*Directions for this task*. Quote only the lines that start at the line with "For practice, label the bark" and run to the end of the entries; omit the pictures.

[Materials provided — start]

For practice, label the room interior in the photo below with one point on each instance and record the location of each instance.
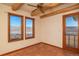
(45, 36)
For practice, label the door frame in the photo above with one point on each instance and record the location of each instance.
(64, 27)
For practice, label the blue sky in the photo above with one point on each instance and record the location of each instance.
(29, 23)
(71, 22)
(15, 22)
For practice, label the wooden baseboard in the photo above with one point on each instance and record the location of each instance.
(52, 45)
(28, 47)
(19, 49)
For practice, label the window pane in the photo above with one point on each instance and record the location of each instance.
(15, 27)
(29, 28)
(72, 32)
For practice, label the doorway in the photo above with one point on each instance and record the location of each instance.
(71, 31)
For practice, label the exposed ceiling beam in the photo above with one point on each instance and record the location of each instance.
(61, 11)
(44, 8)
(16, 6)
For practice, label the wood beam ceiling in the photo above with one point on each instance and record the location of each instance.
(44, 8)
(61, 11)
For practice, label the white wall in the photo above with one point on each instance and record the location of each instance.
(51, 29)
(4, 45)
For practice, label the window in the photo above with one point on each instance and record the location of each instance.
(29, 28)
(15, 27)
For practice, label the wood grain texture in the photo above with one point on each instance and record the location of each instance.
(61, 11)
(45, 7)
(43, 49)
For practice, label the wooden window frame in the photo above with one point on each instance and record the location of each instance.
(64, 27)
(9, 14)
(33, 28)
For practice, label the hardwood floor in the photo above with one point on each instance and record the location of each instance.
(43, 50)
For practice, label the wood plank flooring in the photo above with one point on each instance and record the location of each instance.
(43, 50)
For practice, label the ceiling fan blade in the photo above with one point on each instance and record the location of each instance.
(31, 5)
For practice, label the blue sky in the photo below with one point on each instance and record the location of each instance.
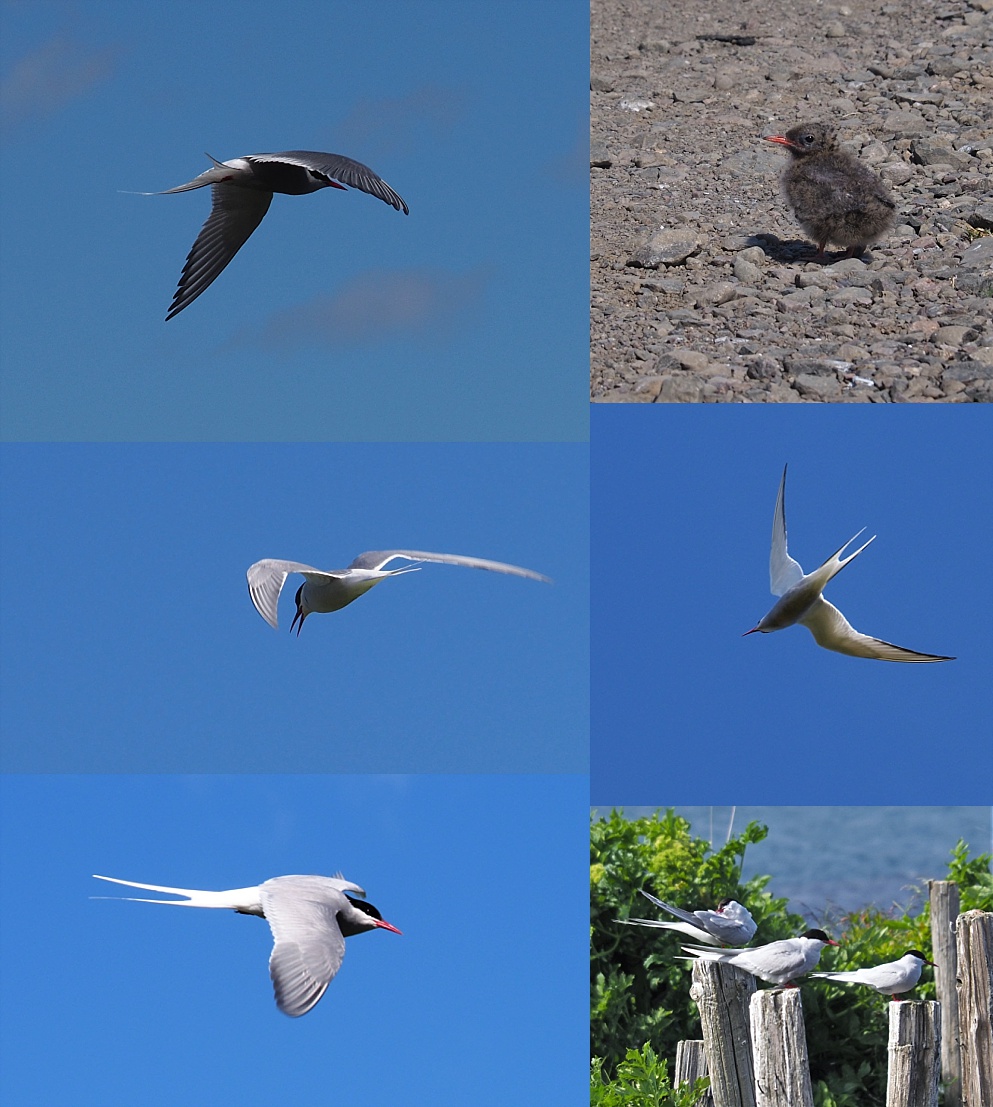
(340, 318)
(483, 995)
(686, 710)
(130, 643)
(841, 858)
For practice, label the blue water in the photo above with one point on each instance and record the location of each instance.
(829, 860)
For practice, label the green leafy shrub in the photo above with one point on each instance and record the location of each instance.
(642, 1080)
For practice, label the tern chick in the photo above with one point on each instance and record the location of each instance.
(834, 197)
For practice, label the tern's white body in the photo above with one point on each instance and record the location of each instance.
(331, 589)
(800, 600)
(731, 924)
(241, 192)
(893, 978)
(778, 962)
(310, 918)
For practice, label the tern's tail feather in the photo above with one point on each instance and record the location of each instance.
(235, 899)
(835, 564)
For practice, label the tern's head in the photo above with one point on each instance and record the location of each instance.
(807, 138)
(362, 917)
(301, 611)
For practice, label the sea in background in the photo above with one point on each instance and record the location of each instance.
(833, 860)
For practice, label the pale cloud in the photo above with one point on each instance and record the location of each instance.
(379, 306)
(572, 166)
(395, 126)
(51, 76)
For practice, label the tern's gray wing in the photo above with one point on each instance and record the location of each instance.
(375, 559)
(831, 630)
(308, 947)
(728, 931)
(266, 579)
(685, 916)
(337, 167)
(889, 979)
(235, 213)
(784, 572)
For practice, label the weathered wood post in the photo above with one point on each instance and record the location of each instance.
(914, 1054)
(722, 994)
(690, 1065)
(944, 910)
(782, 1067)
(974, 934)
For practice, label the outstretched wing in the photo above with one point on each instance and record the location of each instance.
(340, 168)
(784, 572)
(266, 579)
(235, 213)
(831, 630)
(375, 559)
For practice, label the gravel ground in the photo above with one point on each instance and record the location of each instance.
(703, 288)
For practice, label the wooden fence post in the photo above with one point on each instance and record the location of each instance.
(914, 1054)
(690, 1065)
(722, 993)
(944, 910)
(974, 934)
(782, 1067)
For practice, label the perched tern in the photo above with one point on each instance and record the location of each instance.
(310, 918)
(731, 924)
(800, 600)
(241, 192)
(893, 978)
(332, 589)
(778, 962)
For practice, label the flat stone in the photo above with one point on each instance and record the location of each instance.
(746, 271)
(980, 254)
(665, 248)
(818, 388)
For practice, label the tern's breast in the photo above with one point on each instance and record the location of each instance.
(792, 606)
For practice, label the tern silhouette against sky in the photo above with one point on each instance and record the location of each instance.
(331, 589)
(241, 192)
(778, 962)
(310, 918)
(800, 600)
(893, 978)
(731, 924)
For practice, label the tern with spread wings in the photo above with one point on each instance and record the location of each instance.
(241, 190)
(331, 589)
(800, 600)
(892, 978)
(310, 918)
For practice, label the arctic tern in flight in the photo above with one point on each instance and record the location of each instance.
(893, 978)
(800, 600)
(778, 962)
(241, 190)
(331, 589)
(731, 924)
(310, 918)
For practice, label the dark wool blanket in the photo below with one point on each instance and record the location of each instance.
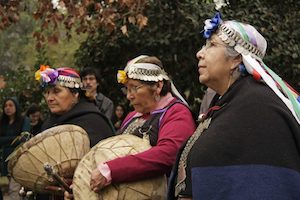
(249, 151)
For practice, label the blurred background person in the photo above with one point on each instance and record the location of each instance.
(12, 123)
(91, 84)
(119, 115)
(34, 113)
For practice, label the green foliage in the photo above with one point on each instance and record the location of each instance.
(173, 35)
(20, 83)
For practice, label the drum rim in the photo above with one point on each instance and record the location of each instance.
(35, 140)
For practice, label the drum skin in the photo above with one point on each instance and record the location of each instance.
(108, 149)
(62, 147)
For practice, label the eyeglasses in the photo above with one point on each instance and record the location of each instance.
(133, 89)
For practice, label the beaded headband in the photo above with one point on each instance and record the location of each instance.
(146, 72)
(233, 39)
(141, 71)
(65, 77)
(247, 41)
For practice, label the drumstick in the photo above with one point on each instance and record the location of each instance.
(51, 172)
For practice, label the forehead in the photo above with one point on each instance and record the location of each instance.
(56, 87)
(131, 82)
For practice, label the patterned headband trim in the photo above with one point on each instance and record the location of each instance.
(65, 77)
(143, 72)
(230, 36)
(233, 39)
(146, 72)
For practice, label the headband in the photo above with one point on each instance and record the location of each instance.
(247, 41)
(146, 72)
(65, 77)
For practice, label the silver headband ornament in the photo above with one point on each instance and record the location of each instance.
(230, 36)
(141, 71)
(146, 72)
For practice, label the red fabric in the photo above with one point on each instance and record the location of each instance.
(176, 127)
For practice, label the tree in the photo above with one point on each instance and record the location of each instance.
(173, 34)
(84, 16)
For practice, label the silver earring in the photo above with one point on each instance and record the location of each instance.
(157, 98)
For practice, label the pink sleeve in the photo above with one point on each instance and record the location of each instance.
(176, 126)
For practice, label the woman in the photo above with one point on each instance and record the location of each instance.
(12, 123)
(62, 90)
(68, 104)
(160, 113)
(35, 115)
(119, 116)
(247, 146)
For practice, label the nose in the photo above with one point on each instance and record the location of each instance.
(129, 95)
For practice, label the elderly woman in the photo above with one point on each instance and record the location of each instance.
(62, 90)
(248, 144)
(160, 115)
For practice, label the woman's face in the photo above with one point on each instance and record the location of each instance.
(60, 99)
(10, 108)
(119, 112)
(141, 96)
(214, 66)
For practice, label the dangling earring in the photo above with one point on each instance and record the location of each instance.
(157, 98)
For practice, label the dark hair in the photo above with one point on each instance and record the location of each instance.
(18, 122)
(91, 71)
(154, 60)
(33, 109)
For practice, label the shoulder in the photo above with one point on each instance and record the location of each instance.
(178, 111)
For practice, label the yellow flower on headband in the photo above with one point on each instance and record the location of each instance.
(122, 77)
(38, 72)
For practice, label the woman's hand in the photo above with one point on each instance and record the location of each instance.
(98, 181)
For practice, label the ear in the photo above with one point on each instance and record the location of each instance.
(236, 61)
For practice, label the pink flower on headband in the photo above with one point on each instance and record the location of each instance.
(211, 25)
(46, 75)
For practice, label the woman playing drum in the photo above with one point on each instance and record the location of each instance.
(160, 116)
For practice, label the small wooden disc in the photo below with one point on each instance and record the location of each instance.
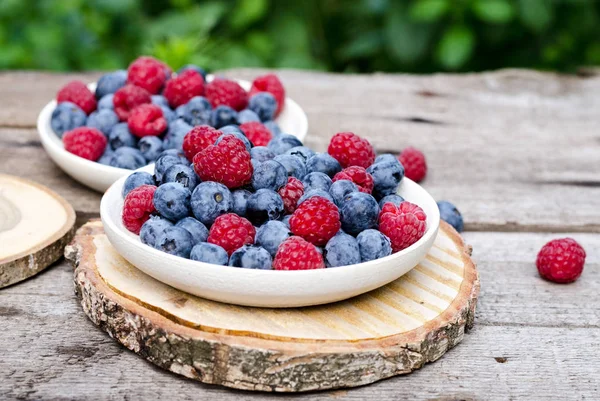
(389, 331)
(35, 226)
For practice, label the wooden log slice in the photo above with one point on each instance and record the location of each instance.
(35, 226)
(389, 331)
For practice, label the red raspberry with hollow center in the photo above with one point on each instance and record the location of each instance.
(128, 98)
(227, 162)
(295, 253)
(316, 220)
(415, 166)
(85, 142)
(291, 194)
(226, 92)
(404, 225)
(77, 92)
(561, 260)
(199, 138)
(270, 83)
(359, 176)
(180, 89)
(351, 150)
(257, 133)
(231, 232)
(138, 207)
(148, 73)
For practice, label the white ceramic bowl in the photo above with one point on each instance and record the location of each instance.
(268, 288)
(292, 120)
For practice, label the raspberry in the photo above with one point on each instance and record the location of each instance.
(351, 150)
(297, 254)
(316, 220)
(78, 93)
(146, 120)
(227, 93)
(183, 87)
(199, 138)
(561, 260)
(128, 98)
(359, 176)
(227, 162)
(258, 134)
(85, 142)
(415, 166)
(291, 193)
(231, 232)
(137, 207)
(403, 225)
(270, 83)
(148, 73)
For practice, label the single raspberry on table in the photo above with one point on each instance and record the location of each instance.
(295, 253)
(227, 162)
(415, 166)
(128, 98)
(359, 176)
(350, 149)
(146, 120)
(227, 93)
(199, 138)
(231, 232)
(291, 194)
(137, 207)
(270, 83)
(85, 142)
(257, 133)
(78, 93)
(403, 225)
(561, 260)
(183, 87)
(316, 220)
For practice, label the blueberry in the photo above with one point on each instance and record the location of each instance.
(271, 234)
(209, 253)
(198, 230)
(324, 163)
(342, 250)
(65, 117)
(450, 214)
(270, 174)
(373, 245)
(175, 241)
(210, 200)
(264, 205)
(136, 179)
(359, 212)
(172, 201)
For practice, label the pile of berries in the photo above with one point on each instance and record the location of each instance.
(246, 200)
(135, 115)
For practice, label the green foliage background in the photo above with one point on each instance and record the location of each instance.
(335, 35)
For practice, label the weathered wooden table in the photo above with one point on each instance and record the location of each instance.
(517, 151)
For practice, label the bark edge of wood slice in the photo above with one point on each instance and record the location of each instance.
(35, 226)
(252, 348)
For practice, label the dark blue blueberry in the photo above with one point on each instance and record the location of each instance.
(175, 241)
(271, 234)
(264, 205)
(210, 200)
(323, 163)
(373, 245)
(359, 212)
(136, 179)
(450, 214)
(209, 253)
(65, 117)
(342, 250)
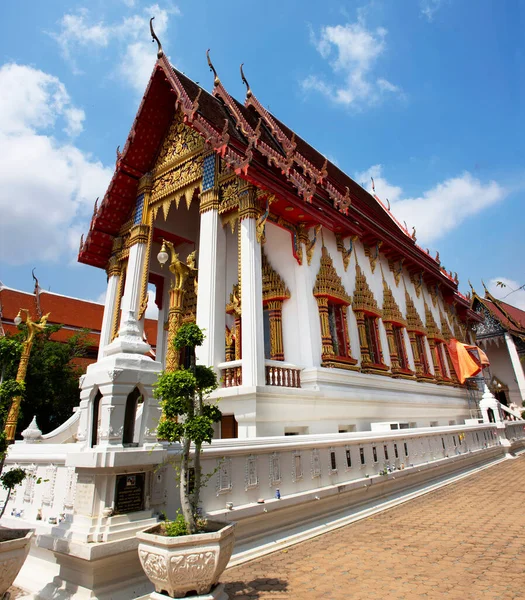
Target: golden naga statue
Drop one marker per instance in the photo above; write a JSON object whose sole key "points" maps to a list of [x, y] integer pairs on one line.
{"points": [[32, 327], [180, 270]]}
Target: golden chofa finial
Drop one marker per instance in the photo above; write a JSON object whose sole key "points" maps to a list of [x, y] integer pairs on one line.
{"points": [[160, 51], [216, 81], [245, 81]]}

[Materials provided — finish]

*Response below*.
For practice, label the bark edge of wood slice in the photo above with one point on each instance and record the location of each instance.
(35, 226)
(252, 348)
For practice, label the dark blue blueberry in the photo above with one point on each instance and record the location of each instance.
(175, 241)
(271, 234)
(264, 205)
(210, 200)
(323, 163)
(373, 245)
(359, 212)
(136, 179)
(450, 214)
(209, 253)
(65, 117)
(342, 250)
Target: golden naga statue
Drop one marker per instance in the photo above; write a JSON object whose sole key "points" maps to a list of [x, y] integer pairs on one line.
{"points": [[32, 327], [180, 270]]}
Target: golden chofa finial
Drop one marker per instance in the photo above; write a JSON object whose sole key "points" maps to a list of [x, y] integer pairs on one line.
{"points": [[160, 51], [216, 81], [245, 81]]}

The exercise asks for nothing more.